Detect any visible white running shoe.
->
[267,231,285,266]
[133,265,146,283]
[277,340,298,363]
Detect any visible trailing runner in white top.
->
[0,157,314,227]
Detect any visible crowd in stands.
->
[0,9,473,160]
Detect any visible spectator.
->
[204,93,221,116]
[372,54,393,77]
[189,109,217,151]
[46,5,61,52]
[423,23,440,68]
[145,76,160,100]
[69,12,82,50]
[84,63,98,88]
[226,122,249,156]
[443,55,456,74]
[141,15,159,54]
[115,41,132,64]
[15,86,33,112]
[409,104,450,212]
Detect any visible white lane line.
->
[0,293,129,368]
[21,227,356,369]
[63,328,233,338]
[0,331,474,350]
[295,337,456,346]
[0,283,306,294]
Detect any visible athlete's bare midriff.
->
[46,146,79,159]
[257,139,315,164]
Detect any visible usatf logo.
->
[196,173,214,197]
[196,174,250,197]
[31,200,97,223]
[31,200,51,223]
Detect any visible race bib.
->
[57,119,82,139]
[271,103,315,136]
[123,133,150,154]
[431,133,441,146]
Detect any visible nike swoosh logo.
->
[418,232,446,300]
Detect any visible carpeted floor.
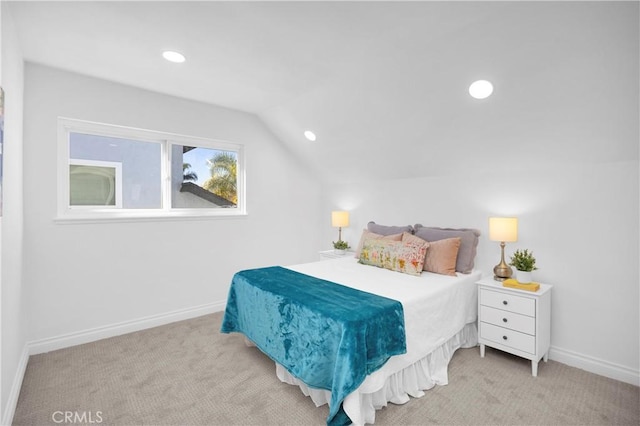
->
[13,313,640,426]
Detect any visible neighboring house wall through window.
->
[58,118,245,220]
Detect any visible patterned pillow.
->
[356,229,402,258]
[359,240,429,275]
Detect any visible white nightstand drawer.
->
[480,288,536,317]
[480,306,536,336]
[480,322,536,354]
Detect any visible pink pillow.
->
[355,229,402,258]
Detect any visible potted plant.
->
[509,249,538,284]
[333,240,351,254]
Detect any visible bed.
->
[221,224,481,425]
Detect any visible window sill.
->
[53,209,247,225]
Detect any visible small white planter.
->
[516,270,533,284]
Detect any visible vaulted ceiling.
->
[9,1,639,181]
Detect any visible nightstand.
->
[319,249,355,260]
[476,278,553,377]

━━━━━━━━━━

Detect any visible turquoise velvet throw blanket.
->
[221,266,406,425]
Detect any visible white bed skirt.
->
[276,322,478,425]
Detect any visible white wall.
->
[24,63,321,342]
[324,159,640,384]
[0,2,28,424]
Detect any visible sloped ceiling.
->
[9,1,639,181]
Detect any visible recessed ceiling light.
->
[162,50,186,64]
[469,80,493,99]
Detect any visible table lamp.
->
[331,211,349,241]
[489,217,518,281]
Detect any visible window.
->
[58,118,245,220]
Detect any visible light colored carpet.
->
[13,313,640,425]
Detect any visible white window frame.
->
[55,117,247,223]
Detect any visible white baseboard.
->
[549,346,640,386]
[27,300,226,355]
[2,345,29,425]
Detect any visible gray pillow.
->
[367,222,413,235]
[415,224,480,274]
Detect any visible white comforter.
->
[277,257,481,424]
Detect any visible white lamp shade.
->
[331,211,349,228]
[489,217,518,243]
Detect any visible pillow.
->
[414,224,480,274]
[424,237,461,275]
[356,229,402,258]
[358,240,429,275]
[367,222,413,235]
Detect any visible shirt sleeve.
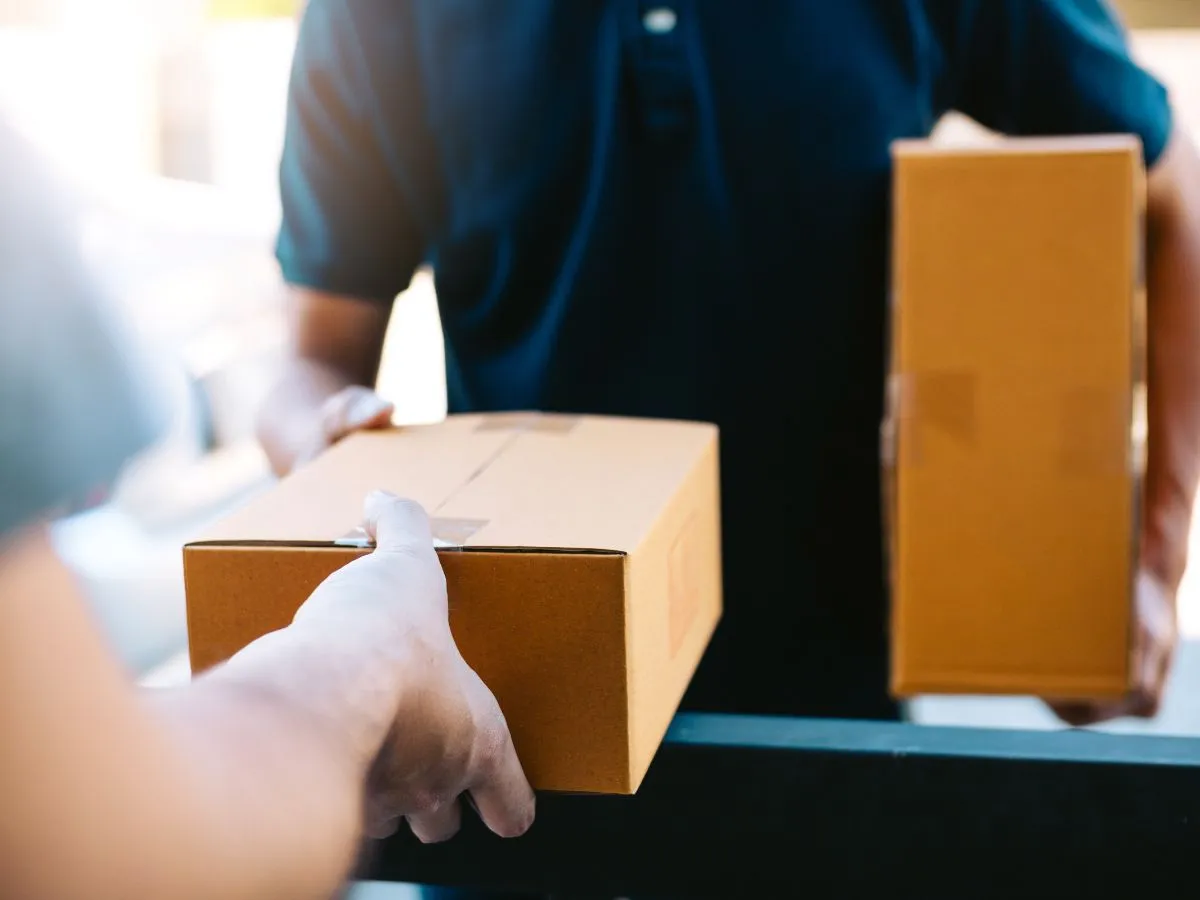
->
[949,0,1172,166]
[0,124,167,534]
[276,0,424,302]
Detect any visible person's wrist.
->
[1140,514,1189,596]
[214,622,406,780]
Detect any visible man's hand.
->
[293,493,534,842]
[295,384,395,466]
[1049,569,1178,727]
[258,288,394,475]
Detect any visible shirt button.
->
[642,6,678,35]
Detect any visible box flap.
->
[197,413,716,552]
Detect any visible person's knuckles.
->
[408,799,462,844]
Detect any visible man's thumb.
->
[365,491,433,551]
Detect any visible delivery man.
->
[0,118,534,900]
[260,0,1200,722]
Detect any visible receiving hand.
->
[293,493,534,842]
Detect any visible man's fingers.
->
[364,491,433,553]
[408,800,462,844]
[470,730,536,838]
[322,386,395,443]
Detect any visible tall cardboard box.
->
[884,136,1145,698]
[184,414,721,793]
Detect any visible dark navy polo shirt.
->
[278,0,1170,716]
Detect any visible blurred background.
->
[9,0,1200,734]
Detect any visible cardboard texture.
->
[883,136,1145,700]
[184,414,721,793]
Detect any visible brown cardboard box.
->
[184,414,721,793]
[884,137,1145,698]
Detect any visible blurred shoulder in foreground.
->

━━━━━━━━━━

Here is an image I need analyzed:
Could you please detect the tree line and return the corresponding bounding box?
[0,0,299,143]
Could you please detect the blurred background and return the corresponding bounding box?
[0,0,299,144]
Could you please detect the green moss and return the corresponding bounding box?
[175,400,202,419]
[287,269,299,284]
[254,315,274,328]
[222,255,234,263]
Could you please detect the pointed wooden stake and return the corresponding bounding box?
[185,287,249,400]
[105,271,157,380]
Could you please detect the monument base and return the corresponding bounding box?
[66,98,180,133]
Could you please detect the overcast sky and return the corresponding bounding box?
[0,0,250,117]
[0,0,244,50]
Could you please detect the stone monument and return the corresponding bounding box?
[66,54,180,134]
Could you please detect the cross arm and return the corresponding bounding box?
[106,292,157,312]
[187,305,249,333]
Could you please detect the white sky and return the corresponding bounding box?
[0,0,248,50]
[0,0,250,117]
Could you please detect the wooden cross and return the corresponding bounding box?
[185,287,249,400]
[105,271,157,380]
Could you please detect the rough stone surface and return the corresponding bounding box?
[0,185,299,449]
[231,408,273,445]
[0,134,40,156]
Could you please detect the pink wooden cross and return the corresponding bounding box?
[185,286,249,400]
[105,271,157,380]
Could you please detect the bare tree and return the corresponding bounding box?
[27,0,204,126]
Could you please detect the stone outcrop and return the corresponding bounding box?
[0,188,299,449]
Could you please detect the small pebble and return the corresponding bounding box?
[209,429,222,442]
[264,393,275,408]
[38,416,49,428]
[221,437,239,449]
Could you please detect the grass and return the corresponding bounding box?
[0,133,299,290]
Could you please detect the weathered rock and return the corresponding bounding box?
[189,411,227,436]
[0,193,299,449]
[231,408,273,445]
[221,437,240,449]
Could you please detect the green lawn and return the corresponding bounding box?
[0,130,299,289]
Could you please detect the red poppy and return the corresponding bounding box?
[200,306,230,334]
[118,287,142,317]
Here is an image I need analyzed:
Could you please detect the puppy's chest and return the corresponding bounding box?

━━━━━━━━━━

▶ **Objective**
Render the entries from the line containing "Could you please detect the overcast" up to and including the line containing "[187,305,249,333]" as a Markdown table. Use a Row column for each line's number and a Line column for its text, and skip any blank lines.

▶ **Answer for this exercise**
| Row | Line |
|---|---|
| 1 | Could you please detect the overcast sky and return the corresponding bounding box? |
| 2 | [0,0,250,117] |
| 3 | [0,0,244,50] |
| 4 | Could you please detect the stone monument and return the corresponding bounding box? |
| 5 | [66,54,180,134] |
| 6 | Could you please detect the cross arm and return the corresponding bounding box? |
| 7 | [106,292,157,312] |
| 8 | [187,305,249,333] |